* **WHAT IS REQUIRED**: Reproduce everything in the material below, from the line containing "the tiger's head" down to the line containing "334 56 404 146", with both of those lines included and nothing else added.

[Data entries]
────────────────

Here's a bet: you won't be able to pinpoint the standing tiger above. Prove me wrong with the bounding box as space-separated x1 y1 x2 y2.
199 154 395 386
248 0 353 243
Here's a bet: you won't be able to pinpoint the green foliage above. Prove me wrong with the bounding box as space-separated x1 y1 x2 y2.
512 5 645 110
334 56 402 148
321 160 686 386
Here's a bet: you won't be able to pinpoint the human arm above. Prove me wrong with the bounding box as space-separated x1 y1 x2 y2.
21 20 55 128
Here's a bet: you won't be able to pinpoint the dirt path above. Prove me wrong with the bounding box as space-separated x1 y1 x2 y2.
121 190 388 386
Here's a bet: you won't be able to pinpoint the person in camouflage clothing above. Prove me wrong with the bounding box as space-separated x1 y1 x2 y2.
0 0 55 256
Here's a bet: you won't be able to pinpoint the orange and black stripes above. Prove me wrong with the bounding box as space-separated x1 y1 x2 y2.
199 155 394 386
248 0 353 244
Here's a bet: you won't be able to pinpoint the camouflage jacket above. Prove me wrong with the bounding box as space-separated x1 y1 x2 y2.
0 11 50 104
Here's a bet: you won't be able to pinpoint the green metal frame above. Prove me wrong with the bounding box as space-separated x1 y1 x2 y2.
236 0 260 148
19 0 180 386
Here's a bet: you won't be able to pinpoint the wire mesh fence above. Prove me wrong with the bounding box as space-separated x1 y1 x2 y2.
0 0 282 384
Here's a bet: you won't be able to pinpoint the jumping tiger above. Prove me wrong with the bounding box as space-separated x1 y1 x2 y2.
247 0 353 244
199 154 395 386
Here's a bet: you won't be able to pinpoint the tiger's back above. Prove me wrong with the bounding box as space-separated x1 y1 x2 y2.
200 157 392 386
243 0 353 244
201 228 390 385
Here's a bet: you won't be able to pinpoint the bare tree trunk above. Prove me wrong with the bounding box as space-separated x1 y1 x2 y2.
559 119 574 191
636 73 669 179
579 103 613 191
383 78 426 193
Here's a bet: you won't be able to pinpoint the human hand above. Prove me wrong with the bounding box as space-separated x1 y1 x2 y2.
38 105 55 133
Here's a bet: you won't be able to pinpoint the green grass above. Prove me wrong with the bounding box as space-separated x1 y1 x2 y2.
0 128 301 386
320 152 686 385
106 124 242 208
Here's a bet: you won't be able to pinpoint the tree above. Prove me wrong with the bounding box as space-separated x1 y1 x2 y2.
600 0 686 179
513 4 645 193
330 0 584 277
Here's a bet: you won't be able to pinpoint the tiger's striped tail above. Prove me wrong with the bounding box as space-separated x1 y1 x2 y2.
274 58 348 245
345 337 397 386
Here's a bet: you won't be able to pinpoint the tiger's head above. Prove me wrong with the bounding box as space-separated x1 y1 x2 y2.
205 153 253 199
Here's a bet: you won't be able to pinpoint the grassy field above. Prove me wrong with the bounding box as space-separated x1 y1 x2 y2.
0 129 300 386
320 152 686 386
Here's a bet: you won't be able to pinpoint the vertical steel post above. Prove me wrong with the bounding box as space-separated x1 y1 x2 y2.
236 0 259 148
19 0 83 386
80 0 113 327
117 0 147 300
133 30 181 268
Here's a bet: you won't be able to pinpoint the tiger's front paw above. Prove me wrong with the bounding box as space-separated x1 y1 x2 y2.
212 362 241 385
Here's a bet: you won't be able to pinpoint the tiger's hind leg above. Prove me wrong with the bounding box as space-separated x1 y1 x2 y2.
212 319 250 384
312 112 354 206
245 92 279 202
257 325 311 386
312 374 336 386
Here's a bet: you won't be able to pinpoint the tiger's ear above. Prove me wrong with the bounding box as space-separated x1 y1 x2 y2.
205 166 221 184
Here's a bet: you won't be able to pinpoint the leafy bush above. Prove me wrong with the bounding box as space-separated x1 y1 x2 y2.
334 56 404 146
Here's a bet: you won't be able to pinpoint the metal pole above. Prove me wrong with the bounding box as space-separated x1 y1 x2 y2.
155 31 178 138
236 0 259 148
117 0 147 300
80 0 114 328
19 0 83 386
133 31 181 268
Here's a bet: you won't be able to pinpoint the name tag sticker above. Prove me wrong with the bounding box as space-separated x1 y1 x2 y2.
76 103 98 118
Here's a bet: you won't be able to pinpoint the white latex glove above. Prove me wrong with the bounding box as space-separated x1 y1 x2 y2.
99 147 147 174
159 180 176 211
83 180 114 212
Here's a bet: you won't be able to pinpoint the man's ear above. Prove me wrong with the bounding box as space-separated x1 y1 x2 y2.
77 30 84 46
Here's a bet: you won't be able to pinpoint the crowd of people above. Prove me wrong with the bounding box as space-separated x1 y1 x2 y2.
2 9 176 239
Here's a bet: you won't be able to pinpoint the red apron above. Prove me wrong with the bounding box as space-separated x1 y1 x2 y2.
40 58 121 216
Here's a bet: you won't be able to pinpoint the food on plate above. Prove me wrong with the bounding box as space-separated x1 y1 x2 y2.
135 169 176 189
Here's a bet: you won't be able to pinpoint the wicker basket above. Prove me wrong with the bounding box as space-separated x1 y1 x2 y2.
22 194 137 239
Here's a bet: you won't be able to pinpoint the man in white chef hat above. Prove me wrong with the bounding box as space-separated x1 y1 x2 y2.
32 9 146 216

────────────────

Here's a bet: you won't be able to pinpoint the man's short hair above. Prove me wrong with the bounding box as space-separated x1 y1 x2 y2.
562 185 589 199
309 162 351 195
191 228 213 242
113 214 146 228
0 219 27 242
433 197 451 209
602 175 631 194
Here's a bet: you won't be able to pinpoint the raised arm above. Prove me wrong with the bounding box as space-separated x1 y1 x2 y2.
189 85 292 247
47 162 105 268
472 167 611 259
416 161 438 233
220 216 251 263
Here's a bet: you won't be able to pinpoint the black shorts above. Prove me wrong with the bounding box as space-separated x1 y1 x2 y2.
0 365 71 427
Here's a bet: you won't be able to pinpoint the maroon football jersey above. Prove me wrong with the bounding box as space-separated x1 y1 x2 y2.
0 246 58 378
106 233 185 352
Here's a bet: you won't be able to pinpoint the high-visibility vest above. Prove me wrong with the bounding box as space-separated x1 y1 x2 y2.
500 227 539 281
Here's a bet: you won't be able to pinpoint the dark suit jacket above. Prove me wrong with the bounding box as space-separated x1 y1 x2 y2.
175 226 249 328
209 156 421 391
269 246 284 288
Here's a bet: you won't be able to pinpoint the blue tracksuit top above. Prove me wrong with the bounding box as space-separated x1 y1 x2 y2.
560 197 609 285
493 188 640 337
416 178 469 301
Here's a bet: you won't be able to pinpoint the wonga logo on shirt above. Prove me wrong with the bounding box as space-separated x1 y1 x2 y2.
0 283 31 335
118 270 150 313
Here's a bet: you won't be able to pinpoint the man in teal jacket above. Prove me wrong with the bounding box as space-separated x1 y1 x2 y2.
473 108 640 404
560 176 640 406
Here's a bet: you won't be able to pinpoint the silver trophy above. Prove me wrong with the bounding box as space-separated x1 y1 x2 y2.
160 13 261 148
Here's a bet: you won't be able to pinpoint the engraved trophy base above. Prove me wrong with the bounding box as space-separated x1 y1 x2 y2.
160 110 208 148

────────────────

* **CORRECT RESPONSE**:
Here's a bet: you won't be able to pinpoint the tiger's head above. Prove me wrong with the bounding box as space-separated x1 y1 x2 y2.
205 153 253 199
Here's a bet: you won't be able to pinpoint the grassy field above. Prove me wrong with the bounding box as space-separated x1 y1 x2 y2.
0 129 300 386
320 152 686 386
Here's a bet: you won't be able to pinpoint the vertical steel post above. Prove me wrong with the bounding box as space-separated x1 y1 x2 y2.
236 0 259 148
19 0 83 386
80 0 113 327
117 0 147 300
133 30 181 268
Here's a bet: you won't be able to pinpoint the tiger's front paw above. Prove me wrong with the bounding box as space-separated x1 y1 x2 y2.
212 362 241 385
Here's a bet: you won't be able to pinpoint the tiger's hind leg above. Prove me wrong with the bounding box as space-separated x1 y1 x2 y2.
212 319 250 384
312 112 354 206
245 92 279 202
257 325 311 386
312 374 336 386
Here's a bet: you won't be able to pinpoint the tiger's ear above. Prove me wrong with the bounding box as space-separated x1 y1 x2 y2.
205 166 221 184
Here's a bet: you won't be able to pinpoint the leafy bush above. Prove me wrong with the bounding box as space-separated x1 y1 x2 y2.
334 56 404 146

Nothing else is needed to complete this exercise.